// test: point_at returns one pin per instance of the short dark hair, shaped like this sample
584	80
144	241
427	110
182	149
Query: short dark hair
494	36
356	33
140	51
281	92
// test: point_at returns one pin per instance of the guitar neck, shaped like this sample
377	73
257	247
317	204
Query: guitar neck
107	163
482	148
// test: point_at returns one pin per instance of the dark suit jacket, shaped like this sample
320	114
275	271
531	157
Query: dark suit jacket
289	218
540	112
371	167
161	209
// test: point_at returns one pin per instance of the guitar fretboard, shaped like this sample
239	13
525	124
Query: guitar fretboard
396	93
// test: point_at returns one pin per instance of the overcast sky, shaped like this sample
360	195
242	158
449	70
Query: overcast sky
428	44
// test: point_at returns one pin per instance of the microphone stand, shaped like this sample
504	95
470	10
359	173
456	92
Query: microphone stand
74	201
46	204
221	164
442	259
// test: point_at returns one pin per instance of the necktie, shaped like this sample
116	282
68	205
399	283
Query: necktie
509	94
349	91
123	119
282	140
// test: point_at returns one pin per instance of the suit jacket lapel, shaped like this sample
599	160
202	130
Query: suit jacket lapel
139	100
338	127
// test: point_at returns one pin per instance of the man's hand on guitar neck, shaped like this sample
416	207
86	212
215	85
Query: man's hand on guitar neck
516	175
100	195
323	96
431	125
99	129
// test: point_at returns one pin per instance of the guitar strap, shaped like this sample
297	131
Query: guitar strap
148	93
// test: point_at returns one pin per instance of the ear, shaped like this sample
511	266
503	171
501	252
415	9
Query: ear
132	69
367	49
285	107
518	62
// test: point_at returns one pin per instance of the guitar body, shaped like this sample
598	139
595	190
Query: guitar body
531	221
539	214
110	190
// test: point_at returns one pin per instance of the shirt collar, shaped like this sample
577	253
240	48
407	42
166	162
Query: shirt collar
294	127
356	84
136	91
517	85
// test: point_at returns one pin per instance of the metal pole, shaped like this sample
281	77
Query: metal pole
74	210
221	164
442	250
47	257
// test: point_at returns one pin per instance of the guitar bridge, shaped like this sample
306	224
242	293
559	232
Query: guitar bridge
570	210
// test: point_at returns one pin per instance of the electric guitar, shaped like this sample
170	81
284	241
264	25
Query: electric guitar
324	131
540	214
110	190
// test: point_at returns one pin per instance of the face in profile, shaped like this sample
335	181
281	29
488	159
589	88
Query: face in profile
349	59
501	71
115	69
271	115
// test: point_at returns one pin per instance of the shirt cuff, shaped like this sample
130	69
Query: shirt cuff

§ §

### JOB
Rewrite the whole listing above, changing every "Query" to "Label" and leaving everything else untouched.

### ANSWER TO THE TASK
// test: point_at returns one pin per instance of the short dark hair, shaped like this sample
584	80
144	241
427	110
182	149
Label: short dark hair
494	36
356	33
140	51
281	92
// test: point_at returns one pin per instance of the guitar neck, shaped like this sample
377	73
257	247
317	204
Label: guitar neck
107	163
482	148
// test: point_at returns one pin per instance of the dark suit jacket, shaped like this sample
320	114
275	271
531	157
Label: dark suit jacket
289	218
540	112
371	167
161	209
// test: point_at returns one pin per instance of the guitar fretboard, shaped like this sample
239	13
525	124
Label: guitar fretboard
396	93
// test: point_at returns one pin per instance of the overcast sky, shaped like this sample
360	195
242	158
449	70
Label: overcast sky
428	44
// test: point_at returns one pin per instance of the microphone stand, shaped like this sample
504	95
470	10
359	173
456	92
Label: microphone stand
74	201
46	204
221	164
442	259
// test: point_at returns one pin per instance of the necktie, shaped like this sample
116	282
68	205
399	283
Label: necktie
509	94
349	91
123	119
282	140
// test: point_at returns one pin per instance of the suit jacket lapel, shaped like this sample
599	160
202	130
Label: suit jacket lapel
139	100
338	127
// test: point_at returns one pin per instance of the man's hand on guitar neck, shaped like this sample
416	207
86	212
215	85
Label: man's hand on guitar neck
516	175
100	195
323	96
431	125
99	129
// test: point_at returns one pin per instance of the guitar strap, shaped like this sample
297	131
Label: guitar strap
148	93
// test: point_at returns one pin per instance of the ear, shaped like this sample
511	266
503	171
501	252
415	9
Label: ear
132	69
367	49
285	107
518	62
// test: point_at returns one pin per instance of the guitar body, shaped like this sample
598	139
595	190
Label: guitar body
531	221
539	214
110	190
// test: point_at returns one pin per instance of the shirt collar, shaped like this sample
577	253
240	48
407	42
166	162
Label: shirt collar
294	127
356	84
136	91
517	85
// test: point_at returns one pin per instance of the metal pole, shaped like this sample
281	77
Label: metal pole
74	210
221	164
442	250
47	257
// test: point_at returns one pin per instance of the guitar bridge, shaped like this sample
306	224
242	293
559	232
Label: guitar bridge
570	210
// test: point_at returns one pin per instance of the electric guitar, shaped like this sample
170	81
284	241
264	25
Label: electric guitar
324	131
540	214
110	190
// test: point_at returns one pin per instance of the face in profile, shaped like this sample
335	181
281	29
488	159
589	88
Label: face in profile
349	59
501	71
115	69
271	115
// test: point_at returns one pin per instance of the shirt cuff, shaped like this sample
130	69
Label: shirt cuff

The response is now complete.